(Saved entries)
═══

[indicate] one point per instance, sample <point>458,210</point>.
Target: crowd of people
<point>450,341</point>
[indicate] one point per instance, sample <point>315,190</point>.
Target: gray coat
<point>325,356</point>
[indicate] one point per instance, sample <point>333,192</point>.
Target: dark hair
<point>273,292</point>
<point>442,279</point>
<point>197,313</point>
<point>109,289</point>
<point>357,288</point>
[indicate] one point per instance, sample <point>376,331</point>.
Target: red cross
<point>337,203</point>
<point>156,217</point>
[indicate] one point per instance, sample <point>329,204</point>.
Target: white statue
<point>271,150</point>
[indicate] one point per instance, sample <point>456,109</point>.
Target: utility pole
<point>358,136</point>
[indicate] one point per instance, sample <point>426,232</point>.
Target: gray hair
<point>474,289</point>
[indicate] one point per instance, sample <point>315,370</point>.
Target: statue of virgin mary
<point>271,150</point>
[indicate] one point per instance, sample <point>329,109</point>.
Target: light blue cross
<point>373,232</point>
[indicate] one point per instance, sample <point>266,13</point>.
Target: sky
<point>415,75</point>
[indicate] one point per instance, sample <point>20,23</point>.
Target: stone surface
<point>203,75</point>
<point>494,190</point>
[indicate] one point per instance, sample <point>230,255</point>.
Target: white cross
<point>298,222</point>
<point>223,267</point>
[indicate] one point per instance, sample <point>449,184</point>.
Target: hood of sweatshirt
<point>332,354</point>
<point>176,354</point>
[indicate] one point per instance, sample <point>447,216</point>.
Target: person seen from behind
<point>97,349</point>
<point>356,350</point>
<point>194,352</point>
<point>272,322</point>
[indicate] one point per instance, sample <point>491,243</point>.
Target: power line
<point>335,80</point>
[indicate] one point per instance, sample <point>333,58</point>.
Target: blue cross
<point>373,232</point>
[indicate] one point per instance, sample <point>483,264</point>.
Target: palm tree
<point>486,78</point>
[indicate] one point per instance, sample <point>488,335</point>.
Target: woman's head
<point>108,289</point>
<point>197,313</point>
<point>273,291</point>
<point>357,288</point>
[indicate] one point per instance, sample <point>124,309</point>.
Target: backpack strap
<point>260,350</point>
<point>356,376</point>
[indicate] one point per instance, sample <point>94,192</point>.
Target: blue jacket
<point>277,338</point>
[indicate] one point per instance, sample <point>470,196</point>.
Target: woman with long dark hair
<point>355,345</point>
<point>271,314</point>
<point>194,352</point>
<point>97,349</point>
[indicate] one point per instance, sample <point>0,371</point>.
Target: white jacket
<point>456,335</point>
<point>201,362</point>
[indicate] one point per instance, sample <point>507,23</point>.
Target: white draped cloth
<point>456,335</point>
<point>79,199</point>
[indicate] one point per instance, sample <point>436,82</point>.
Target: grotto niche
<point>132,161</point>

═══

What you are asked to do. Give all the records above again, wording unchanged.

Reply to the exercise.
[indicate] one point per instance, sample <point>458,210</point>.
Target: crowd of people
<point>450,341</point>
[indicate] one point per instance, sample <point>315,190</point>.
Target: gray coat
<point>325,356</point>
[indicate] one point per instance, sample <point>333,192</point>.
Target: dark hair
<point>273,292</point>
<point>442,279</point>
<point>197,313</point>
<point>109,289</point>
<point>357,288</point>
[indicate] one point per instance, sample <point>376,331</point>.
Target: red cross
<point>337,203</point>
<point>156,217</point>
[indicate] one point per instance, sample <point>329,204</point>.
Target: white statue
<point>271,150</point>
[indicate] one point per instance, sample <point>456,109</point>.
Target: utility pole
<point>358,136</point>
[indicate] one point per instance, sample <point>426,232</point>.
Target: gray hair
<point>474,289</point>
[indicate] one point per instance, sample <point>315,370</point>.
Target: statue of virgin mary
<point>271,150</point>
[indicate] one point per instance, sample <point>329,109</point>.
Target: light blue cross
<point>373,232</point>
[indicate] one point per instance, sample <point>266,13</point>.
Target: sky
<point>415,75</point>
[indicate] one point per instance, sample <point>20,23</point>.
Target: stone surface
<point>203,75</point>
<point>494,190</point>
[indicate] one point per instance, sample <point>230,255</point>.
Target: white cross
<point>298,222</point>
<point>223,267</point>
[indicate] one point per instance, sample <point>449,184</point>.
Target: hood of sweatshirt
<point>332,354</point>
<point>176,354</point>
[indicate] one point per instance, sample <point>447,216</point>.
Target: person seen from behind
<point>97,349</point>
<point>356,350</point>
<point>194,352</point>
<point>272,322</point>
[indicate] one point per instance, sample <point>491,243</point>.
Target: power line
<point>335,80</point>
[indicate] one point per instance, sample <point>333,58</point>.
Target: blue cross
<point>373,232</point>
[indicate] one point per instance, sample <point>483,264</point>.
Target: palm tree
<point>486,78</point>
[indicate] one point per instance, sample <point>488,335</point>.
Target: woman's head
<point>108,289</point>
<point>197,313</point>
<point>273,291</point>
<point>357,288</point>
[indicate] one point per instance, sample <point>124,309</point>.
Target: backpack strap
<point>260,350</point>
<point>356,376</point>
[indicate] one point per instance, sample <point>94,192</point>.
Target: blue jacket
<point>277,338</point>
[indicate] one point per instance, sample <point>470,196</point>.
Target: woman with long dark hair
<point>355,345</point>
<point>271,314</point>
<point>194,352</point>
<point>97,349</point>
[indicate] one point per instance, sample <point>0,371</point>.
Target: white jacket
<point>456,335</point>
<point>201,362</point>
[indicate] one point per instance, sample <point>507,23</point>.
Target: white draped cloth
<point>456,335</point>
<point>79,199</point>
[indicate] one point per instance, sample <point>436,82</point>.
Target: grotto niche
<point>132,161</point>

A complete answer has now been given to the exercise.